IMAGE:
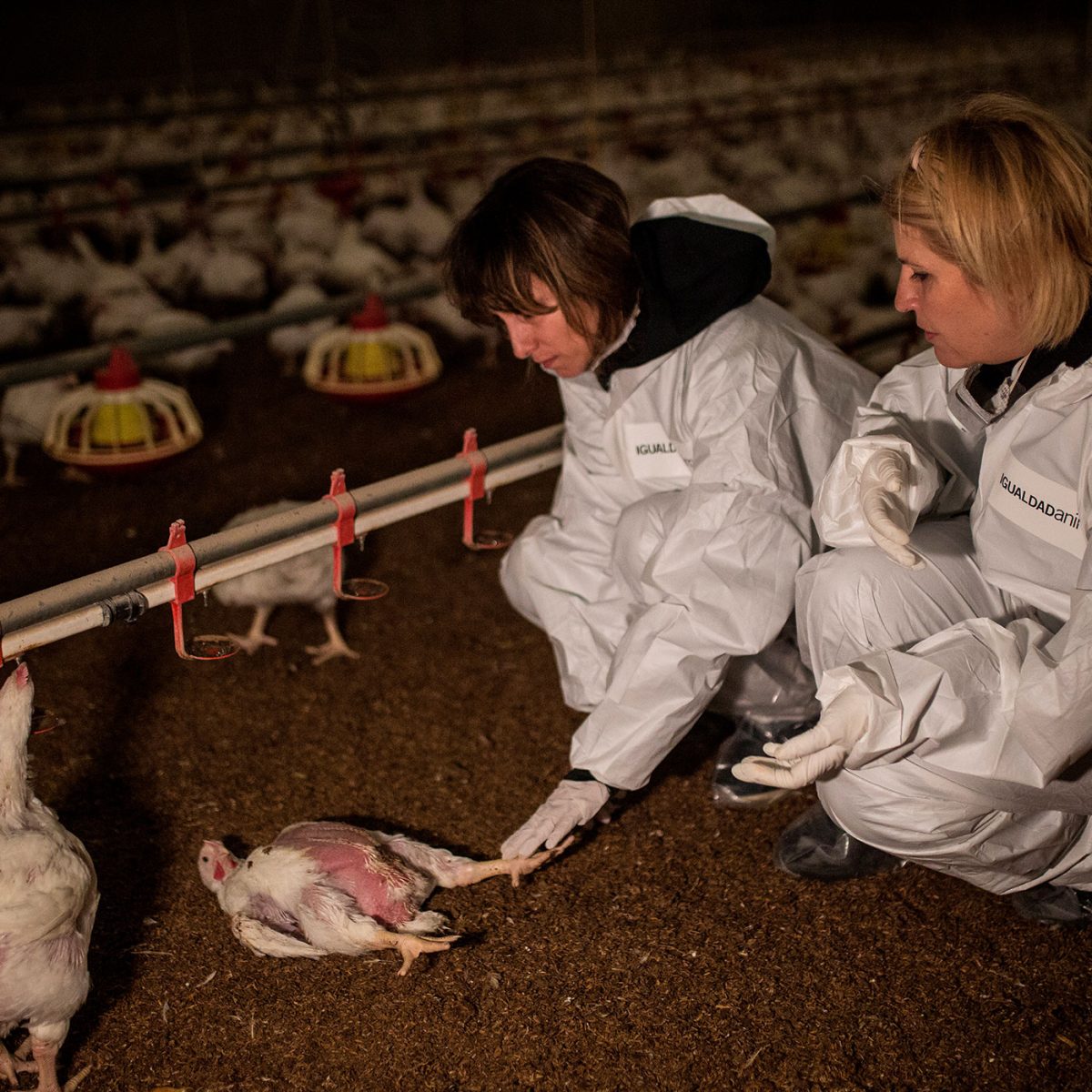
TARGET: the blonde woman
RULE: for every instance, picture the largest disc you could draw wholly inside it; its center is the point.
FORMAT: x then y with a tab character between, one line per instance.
951	628
699	420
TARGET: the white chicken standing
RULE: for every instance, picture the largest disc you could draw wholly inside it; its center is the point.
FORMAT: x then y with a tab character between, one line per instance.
48	898
306	579
325	888
25	412
290	342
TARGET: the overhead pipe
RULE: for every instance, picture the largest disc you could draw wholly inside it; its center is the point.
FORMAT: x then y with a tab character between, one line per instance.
126	591
83	359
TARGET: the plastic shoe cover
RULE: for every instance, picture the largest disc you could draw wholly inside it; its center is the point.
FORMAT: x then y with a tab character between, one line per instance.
1054	905
747	740
814	847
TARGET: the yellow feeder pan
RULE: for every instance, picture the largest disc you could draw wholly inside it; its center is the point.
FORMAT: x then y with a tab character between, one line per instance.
121	420
371	359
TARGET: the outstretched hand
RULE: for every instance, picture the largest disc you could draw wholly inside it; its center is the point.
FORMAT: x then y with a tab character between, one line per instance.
807	757
571	805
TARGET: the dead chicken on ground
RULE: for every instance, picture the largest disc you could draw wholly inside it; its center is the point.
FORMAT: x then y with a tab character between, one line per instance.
325	888
48	896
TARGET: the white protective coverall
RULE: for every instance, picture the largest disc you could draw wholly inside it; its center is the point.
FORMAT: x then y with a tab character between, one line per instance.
977	756
682	513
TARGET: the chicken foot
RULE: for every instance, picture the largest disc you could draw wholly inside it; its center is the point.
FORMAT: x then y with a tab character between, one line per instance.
256	637
334	645
478	871
410	945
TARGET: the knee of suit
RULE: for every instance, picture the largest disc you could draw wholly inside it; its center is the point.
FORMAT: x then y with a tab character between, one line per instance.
518	573
850	602
879	816
639	534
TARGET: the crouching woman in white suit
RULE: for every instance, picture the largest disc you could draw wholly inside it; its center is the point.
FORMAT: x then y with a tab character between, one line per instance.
700	419
951	628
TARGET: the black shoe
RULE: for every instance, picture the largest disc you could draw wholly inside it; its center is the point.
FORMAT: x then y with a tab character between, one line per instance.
1054	905
748	738
814	847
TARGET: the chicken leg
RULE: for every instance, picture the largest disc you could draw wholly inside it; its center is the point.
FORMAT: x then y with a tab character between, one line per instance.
516	867
451	871
410	945
336	643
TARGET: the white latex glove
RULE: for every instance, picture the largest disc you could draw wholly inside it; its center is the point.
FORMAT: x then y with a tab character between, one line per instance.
883	480
801	760
571	804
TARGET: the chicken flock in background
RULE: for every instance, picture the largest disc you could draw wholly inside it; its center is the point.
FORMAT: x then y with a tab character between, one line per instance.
48	898
327	888
249	246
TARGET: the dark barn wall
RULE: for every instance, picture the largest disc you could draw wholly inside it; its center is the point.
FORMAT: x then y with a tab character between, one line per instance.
128	46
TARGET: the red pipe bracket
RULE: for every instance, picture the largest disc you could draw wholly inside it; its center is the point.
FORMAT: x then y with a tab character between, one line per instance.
344	524
186	562
475	490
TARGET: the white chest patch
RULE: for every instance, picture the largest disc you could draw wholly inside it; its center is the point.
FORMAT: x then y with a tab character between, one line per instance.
650	453
1040	506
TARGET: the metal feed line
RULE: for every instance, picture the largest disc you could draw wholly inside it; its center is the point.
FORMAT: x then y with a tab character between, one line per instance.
126	591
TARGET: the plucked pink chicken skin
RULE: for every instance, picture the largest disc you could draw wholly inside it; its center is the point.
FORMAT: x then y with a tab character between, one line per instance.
48	898
325	888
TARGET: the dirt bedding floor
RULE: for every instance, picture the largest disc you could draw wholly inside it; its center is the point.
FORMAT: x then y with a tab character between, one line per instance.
664	953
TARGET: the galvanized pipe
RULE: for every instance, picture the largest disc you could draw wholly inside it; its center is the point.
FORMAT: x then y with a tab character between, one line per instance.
83	359
96	601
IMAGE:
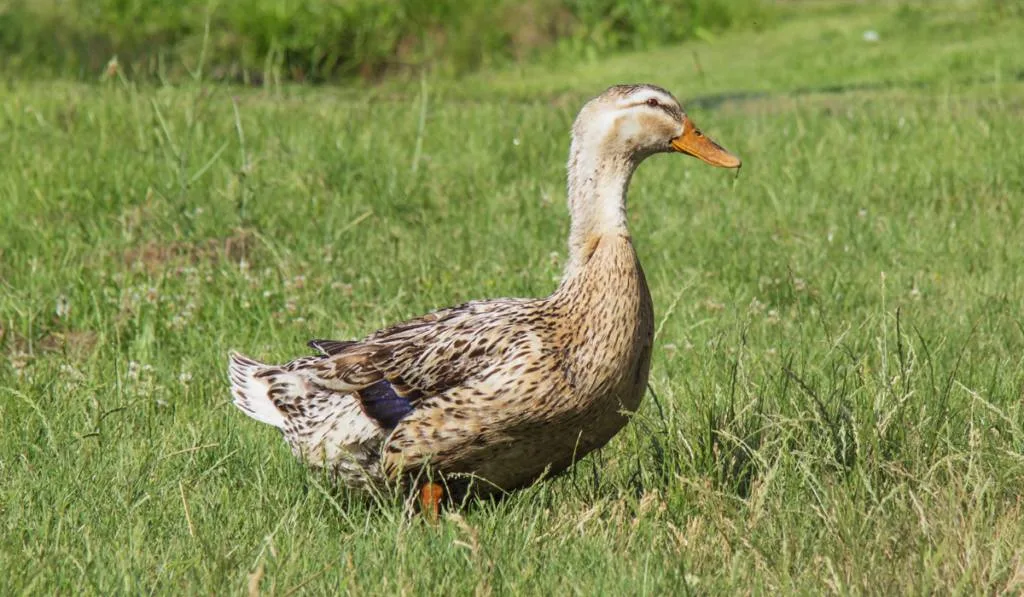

────

■ **Task to complete**: Gather every line above that contains the word "white", and copy each of those lines out in full.

■ **Complete response**:
TARGET: the white chicken standing
TARGET: the white protective coverall
TARGET: the crouching woman in white suit
TARGET: the white latex glove
TARGET: the white chest patch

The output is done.